SUPPLIED DATA.

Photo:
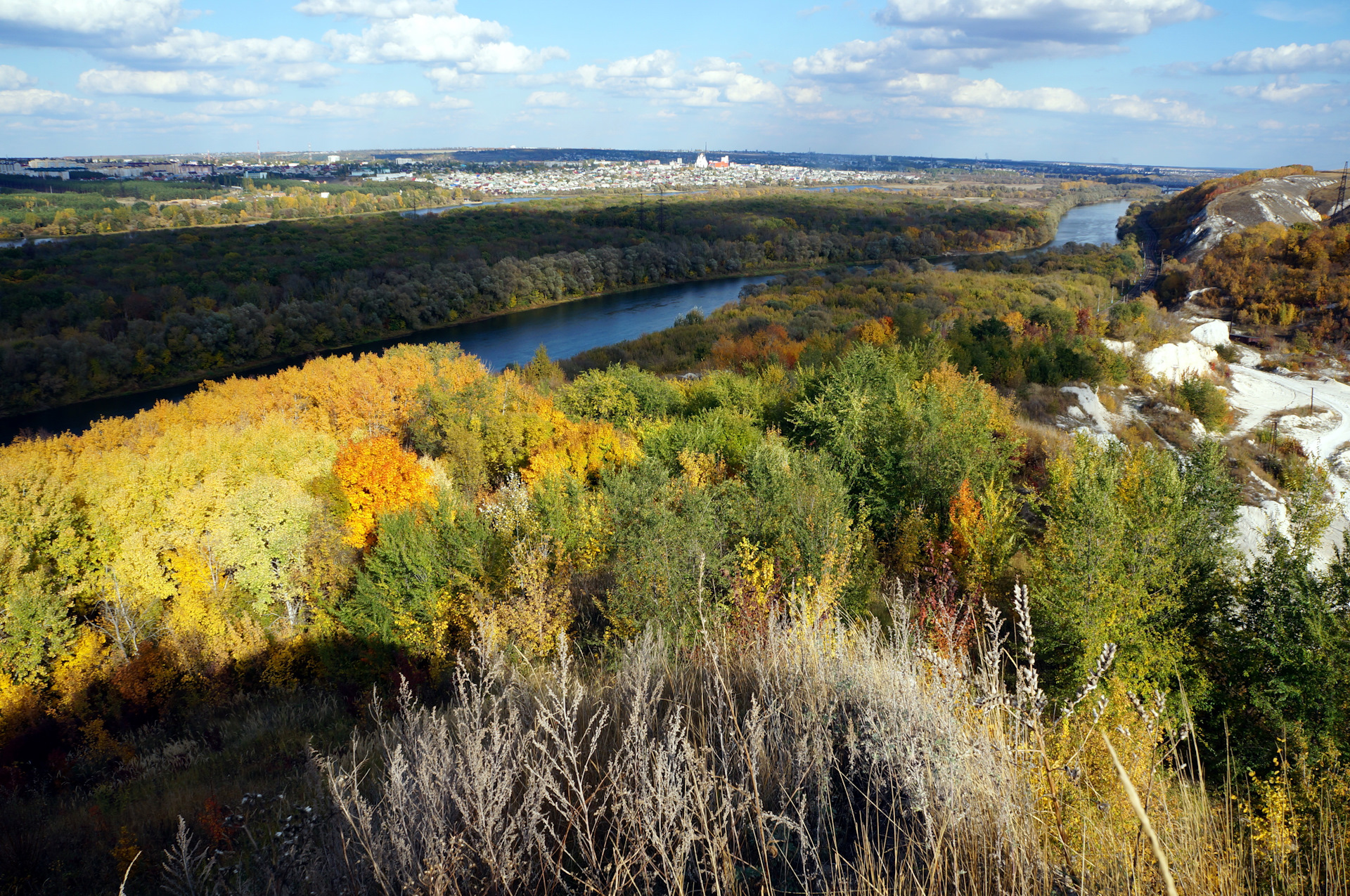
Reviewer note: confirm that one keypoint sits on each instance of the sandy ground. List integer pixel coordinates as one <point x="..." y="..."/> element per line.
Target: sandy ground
<point x="1254" y="397"/>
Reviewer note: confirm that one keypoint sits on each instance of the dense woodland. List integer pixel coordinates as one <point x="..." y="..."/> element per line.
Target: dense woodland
<point x="1271" y="275"/>
<point x="70" y="208"/>
<point x="612" y="632"/>
<point x="101" y="315"/>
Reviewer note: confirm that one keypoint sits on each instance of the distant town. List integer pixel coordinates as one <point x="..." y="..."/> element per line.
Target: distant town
<point x="515" y="171"/>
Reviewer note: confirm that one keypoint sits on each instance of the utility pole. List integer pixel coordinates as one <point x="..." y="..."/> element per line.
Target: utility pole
<point x="1341" y="195"/>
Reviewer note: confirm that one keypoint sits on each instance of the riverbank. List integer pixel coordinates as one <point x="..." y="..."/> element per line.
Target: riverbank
<point x="598" y="331"/>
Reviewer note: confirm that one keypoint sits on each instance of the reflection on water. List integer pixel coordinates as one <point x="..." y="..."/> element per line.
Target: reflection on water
<point x="1091" y="223"/>
<point x="565" y="330"/>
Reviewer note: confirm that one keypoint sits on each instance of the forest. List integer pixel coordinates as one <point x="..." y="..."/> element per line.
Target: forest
<point x="104" y="315"/>
<point x="801" y="595"/>
<point x="72" y="208"/>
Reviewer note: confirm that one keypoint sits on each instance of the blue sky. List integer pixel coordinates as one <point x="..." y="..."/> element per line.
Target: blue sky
<point x="1149" y="82"/>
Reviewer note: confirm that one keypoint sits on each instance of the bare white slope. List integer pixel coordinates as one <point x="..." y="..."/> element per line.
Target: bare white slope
<point x="1256" y="396"/>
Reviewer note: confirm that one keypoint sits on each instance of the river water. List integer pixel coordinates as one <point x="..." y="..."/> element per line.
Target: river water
<point x="565" y="330"/>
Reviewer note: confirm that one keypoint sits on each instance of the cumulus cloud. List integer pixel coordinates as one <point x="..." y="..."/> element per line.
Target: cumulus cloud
<point x="375" y="8"/>
<point x="1287" y="88"/>
<point x="122" y="82"/>
<point x="943" y="37"/>
<point x="1288" y="58"/>
<point x="324" y="110"/>
<point x="1162" y="110"/>
<point x="987" y="93"/>
<point x="32" y="101"/>
<point x="472" y="45"/>
<point x="387" y="99"/>
<point x="449" y="79"/>
<point x="192" y="48"/>
<point x="551" y="99"/>
<point x="85" y="22"/>
<point x="1071" y="22"/>
<point x="13" y="79"/>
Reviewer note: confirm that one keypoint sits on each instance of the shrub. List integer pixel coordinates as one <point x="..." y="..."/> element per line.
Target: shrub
<point x="1206" y="401"/>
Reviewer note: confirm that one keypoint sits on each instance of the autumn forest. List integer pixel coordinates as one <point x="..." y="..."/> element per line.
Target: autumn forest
<point x="810" y="592"/>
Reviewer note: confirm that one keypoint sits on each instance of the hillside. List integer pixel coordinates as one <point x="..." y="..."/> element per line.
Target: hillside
<point x="854" y="605"/>
<point x="1195" y="220"/>
<point x="104" y="315"/>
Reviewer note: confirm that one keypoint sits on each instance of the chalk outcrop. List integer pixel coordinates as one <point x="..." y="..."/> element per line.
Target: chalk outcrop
<point x="1175" y="362"/>
<point x="1211" y="334"/>
<point x="1280" y="200"/>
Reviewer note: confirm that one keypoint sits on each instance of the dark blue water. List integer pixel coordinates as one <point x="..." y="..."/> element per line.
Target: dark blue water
<point x="1090" y="224"/>
<point x="563" y="330"/>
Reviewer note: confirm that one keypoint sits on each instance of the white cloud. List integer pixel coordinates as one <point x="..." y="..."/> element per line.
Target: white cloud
<point x="387" y="99"/>
<point x="447" y="79"/>
<point x="1284" y="89"/>
<point x="1291" y="57"/>
<point x="13" y="79"/>
<point x="122" y="82"/>
<point x="472" y="45"/>
<point x="1162" y="110"/>
<point x="932" y="51"/>
<point x="805" y="96"/>
<point x="30" y="101"/>
<point x="85" y="22"/>
<point x="943" y="37"/>
<point x="375" y="8"/>
<point x="701" y="96"/>
<point x="324" y="110"/>
<point x="554" y="99"/>
<point x="987" y="93"/>
<point x="1041" y="20"/>
<point x="192" y="48"/>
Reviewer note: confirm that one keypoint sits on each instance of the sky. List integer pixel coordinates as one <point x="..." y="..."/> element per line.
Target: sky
<point x="1226" y="84"/>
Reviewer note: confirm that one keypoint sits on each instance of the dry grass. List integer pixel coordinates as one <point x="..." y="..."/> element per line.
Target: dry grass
<point x="827" y="759"/>
<point x="823" y="759"/>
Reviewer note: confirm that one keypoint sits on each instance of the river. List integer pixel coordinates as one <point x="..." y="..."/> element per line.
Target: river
<point x="565" y="330"/>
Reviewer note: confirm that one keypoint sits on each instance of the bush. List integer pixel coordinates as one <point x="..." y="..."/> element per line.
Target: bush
<point x="1206" y="401"/>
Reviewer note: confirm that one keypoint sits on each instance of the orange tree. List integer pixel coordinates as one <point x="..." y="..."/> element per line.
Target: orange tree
<point x="378" y="476"/>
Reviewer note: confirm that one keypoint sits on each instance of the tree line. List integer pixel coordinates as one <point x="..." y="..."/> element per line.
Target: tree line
<point x="104" y="315"/>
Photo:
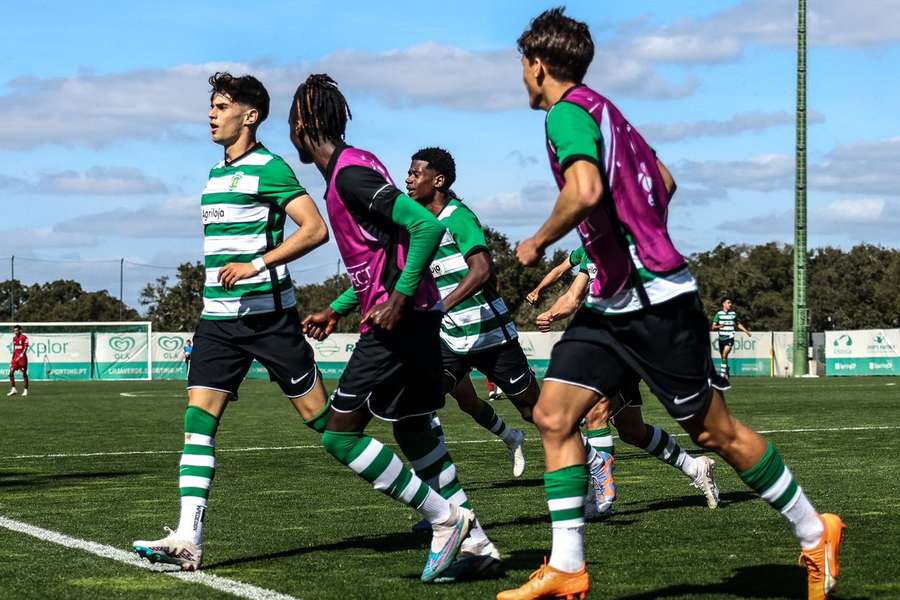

PROBLEM REQUIREMENTS.
Rewrite every line of the data from the line containing "of the orange" through the end of the data, requests included, and multiply each point coordinate in the answers by 2.15, rounding to whole numbers with halves rounded up. Leave the pictures out of your answer.

FULL RESPONSE.
Reviewer note: confirm that one keypoint sits on each instance of the orange tree. List integer pixel coordinates as one <point x="..." y="..."/> element per line.
Target: orange tree
<point x="813" y="1023"/>
Reviewer note: confirm that one keypoint sits on each instance of the tree line. List integer pixel coordinates as one <point x="..." y="..."/> element per line.
Target: tree line
<point x="224" y="677"/>
Photo:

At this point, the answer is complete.